Records from a collection
>>>

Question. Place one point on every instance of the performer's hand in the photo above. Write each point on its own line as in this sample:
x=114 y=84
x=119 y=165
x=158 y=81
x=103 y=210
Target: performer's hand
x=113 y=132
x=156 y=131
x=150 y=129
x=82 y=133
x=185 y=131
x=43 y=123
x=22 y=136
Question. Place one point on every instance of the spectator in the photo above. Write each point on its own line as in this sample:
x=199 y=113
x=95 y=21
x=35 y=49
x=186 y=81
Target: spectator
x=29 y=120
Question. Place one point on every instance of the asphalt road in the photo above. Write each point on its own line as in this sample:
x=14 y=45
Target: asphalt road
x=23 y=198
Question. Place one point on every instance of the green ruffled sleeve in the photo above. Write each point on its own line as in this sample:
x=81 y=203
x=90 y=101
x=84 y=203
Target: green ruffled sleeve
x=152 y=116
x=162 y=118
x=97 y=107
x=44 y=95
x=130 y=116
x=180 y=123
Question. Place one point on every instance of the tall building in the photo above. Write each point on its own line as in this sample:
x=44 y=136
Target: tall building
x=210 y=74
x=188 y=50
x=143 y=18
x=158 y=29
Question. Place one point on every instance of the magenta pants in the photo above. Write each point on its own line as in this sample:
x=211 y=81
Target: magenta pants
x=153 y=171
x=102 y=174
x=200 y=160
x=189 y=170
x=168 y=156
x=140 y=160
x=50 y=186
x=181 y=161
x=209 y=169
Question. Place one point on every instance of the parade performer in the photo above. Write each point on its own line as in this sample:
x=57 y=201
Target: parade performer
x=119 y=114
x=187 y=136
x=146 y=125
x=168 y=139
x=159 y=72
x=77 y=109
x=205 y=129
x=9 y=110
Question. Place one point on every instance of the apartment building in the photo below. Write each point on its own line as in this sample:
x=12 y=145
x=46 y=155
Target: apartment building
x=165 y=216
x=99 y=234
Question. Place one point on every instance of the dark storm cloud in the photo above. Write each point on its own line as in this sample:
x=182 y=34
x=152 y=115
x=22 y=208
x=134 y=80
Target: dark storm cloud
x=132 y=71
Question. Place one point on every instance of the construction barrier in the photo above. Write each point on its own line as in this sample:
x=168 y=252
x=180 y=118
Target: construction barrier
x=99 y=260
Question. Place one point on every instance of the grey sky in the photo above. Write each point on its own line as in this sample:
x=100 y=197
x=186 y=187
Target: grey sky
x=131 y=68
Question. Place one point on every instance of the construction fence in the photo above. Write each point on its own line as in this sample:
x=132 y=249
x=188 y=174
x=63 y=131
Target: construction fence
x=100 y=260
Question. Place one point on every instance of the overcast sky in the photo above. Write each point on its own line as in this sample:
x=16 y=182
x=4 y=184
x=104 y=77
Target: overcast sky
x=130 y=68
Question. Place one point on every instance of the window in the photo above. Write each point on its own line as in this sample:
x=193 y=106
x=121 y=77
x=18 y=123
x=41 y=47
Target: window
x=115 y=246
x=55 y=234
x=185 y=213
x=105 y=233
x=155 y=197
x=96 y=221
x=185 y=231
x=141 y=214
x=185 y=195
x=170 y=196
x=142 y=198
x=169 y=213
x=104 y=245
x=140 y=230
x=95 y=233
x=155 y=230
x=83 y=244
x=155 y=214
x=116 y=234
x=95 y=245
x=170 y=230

<<<

__Task objective__
Resize the part of the lines that opens with the line containing "Question. Place one point on every instance of the overcast" and runs through the last line, both ends included. Write out every line in that part again, multiply each coordinate in the answers by 2.25 and round it to a whole number (halves up), and leave all other numbers unchanged.

__Result of this task__
Question. Place one point on every instance of the overcast sky in the photo above. Write each point on its own line as in this sample:
x=16 y=182
x=4 y=184
x=104 y=77
Target: overcast sky
x=293 y=153
Question. Place one point on every instance of the window in the photo above. Write each point on its own line as in this sample:
x=193 y=106
x=121 y=77
x=18 y=123
x=41 y=47
Target: window
x=259 y=554
x=124 y=527
x=416 y=479
x=236 y=524
x=349 y=443
x=216 y=497
x=416 y=520
x=317 y=482
x=416 y=439
x=383 y=441
x=320 y=446
x=380 y=479
x=234 y=551
x=315 y=518
x=214 y=524
x=349 y=518
x=187 y=549
x=349 y=482
x=261 y=527
x=214 y=551
x=383 y=518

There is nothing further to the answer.